PROBLEM DESCRIPTION: Begin at the line below that has "the metal railing" and stop after the line that has "the white vest". Please restate only those lines, word for word.
··· MATERIALS PROVIDED ···
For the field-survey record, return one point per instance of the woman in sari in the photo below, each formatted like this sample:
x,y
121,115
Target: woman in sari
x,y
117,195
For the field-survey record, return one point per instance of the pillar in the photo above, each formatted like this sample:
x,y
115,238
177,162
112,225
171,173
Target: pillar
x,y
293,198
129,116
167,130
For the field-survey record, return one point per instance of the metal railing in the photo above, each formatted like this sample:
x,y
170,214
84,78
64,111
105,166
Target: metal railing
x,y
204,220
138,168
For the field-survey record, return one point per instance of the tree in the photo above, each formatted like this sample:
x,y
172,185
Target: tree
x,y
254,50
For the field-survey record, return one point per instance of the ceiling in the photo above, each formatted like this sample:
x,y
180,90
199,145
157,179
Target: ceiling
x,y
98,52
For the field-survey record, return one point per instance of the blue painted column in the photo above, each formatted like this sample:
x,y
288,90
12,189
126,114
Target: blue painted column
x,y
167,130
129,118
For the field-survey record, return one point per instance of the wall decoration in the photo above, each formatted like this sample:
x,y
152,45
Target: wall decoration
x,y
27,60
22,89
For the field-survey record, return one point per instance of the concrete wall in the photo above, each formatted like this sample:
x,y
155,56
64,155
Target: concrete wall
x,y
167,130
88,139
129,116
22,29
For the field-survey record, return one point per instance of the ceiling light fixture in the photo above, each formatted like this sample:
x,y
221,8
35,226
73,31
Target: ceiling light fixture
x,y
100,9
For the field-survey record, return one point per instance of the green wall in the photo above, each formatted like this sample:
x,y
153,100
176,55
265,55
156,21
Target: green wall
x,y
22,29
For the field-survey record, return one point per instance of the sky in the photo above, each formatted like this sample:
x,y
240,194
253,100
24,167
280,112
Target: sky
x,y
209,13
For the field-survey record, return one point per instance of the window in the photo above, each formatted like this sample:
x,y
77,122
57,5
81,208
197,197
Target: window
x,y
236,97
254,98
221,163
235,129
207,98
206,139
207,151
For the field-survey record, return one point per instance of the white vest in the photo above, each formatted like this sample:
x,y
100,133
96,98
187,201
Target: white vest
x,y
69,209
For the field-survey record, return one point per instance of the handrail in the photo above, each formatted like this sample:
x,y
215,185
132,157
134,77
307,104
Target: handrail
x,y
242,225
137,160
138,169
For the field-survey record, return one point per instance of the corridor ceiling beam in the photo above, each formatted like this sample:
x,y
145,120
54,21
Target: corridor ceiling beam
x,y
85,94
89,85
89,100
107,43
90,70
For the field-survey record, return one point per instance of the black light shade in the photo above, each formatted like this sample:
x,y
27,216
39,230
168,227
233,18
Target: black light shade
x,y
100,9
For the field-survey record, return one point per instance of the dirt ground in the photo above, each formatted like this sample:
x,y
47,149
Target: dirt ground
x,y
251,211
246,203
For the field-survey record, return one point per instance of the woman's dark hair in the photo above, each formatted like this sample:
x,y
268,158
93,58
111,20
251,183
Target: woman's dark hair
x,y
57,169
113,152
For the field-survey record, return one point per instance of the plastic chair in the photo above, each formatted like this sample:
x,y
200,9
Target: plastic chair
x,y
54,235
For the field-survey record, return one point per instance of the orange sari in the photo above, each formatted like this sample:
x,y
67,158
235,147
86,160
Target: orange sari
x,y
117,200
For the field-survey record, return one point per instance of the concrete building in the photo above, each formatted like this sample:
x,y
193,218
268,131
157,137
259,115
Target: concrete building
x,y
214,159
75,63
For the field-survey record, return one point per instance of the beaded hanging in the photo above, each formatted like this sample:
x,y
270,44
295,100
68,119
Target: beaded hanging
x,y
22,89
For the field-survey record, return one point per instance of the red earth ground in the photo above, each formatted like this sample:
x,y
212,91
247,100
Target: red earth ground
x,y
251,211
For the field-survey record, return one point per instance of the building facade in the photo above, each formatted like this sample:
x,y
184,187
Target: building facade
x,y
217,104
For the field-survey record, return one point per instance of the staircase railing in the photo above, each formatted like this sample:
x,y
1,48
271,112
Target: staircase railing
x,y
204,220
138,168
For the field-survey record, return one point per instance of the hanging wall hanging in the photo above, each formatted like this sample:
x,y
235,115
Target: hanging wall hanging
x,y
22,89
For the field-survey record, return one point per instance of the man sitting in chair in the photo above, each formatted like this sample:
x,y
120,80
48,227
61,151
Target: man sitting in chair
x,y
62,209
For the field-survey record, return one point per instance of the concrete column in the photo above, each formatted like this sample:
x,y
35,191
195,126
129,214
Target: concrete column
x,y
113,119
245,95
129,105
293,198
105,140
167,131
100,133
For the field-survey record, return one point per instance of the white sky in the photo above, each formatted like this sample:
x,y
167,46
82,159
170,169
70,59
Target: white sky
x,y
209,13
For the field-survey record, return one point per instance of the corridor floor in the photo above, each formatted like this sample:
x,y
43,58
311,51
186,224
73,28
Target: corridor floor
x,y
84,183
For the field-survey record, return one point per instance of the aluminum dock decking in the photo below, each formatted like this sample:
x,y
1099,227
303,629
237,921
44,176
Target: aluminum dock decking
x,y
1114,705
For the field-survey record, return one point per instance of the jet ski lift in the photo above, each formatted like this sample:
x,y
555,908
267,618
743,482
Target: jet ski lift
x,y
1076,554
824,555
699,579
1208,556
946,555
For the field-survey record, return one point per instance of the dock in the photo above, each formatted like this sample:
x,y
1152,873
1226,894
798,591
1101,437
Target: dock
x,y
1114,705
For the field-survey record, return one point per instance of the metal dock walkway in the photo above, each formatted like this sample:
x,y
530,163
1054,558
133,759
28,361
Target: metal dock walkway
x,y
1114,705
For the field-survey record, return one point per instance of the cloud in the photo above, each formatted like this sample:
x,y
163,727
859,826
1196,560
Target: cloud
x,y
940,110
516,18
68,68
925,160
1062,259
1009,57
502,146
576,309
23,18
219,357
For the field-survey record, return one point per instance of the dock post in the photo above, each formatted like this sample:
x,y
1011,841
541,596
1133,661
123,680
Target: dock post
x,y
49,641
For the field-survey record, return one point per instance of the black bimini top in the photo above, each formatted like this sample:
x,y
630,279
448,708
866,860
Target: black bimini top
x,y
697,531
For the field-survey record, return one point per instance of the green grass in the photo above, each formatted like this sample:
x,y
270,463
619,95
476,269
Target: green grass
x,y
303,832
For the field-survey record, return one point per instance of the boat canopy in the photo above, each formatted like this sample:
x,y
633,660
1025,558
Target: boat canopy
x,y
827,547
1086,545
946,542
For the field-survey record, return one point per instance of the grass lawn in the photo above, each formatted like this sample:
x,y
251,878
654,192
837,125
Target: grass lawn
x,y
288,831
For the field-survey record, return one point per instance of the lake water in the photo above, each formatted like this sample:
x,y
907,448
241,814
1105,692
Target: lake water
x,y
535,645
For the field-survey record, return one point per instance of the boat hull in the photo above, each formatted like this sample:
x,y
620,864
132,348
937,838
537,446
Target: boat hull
···
OUTPUT FOR THIS TASK:
For the field-survey record, return one point per instance of the metal railing in the photo above, each formatted like this sample:
x,y
170,214
84,78
64,111
105,166
Target: metal railing
x,y
204,220
138,168
For the field-survey record, return one point per instance of the tree in the photo above, each formatted like this sample:
x,y
172,185
Target: tree
x,y
254,50
For the field-survey record, return one point per instance of the ceiling in the photo above, each formatted like this sample:
x,y
180,90
199,145
157,179
Target: ceiling
x,y
98,52
For the field-survey record, return one point per instance of the blue painted column in the photo above, each formatted like this sample:
x,y
288,90
12,189
126,114
Target: blue painted column
x,y
167,130
129,118
For the field-survey record, return one point per instance of the wall decoration in the photo above, each formatted like this sample:
x,y
152,45
Target: wall decoration
x,y
27,60
22,89
For the field-survey record, return one point per instance of the concrete wall in the photo above, each formatted like this sample:
x,y
155,56
64,155
Target: concrete wall
x,y
167,130
88,139
129,116
22,29
For the field-survey record, return one point per instance of the ceiling light fixture in the photo above, each formatted like this sample:
x,y
221,8
35,226
73,31
Target: ceiling light fixture
x,y
100,9
For the field-survey record, return one point per instance of the green wall in the photo above, each formatted like this sample:
x,y
153,100
176,55
265,55
156,21
Target: green wall
x,y
22,29
For the field-survey record, return one point per instance of the sky in the photo above, each formatted like this sample:
x,y
240,194
253,100
24,167
280,112
Target: sky
x,y
209,13
For the field-survey record, return one point per instance of the window in the photo above, each formatted like this sample:
x,y
77,122
57,5
81,208
197,197
Target: window
x,y
236,97
254,98
221,163
235,129
207,98
206,139
207,151
For the field-survey record, return one point per instance of the white vest in the photo above, each formatted like this sample:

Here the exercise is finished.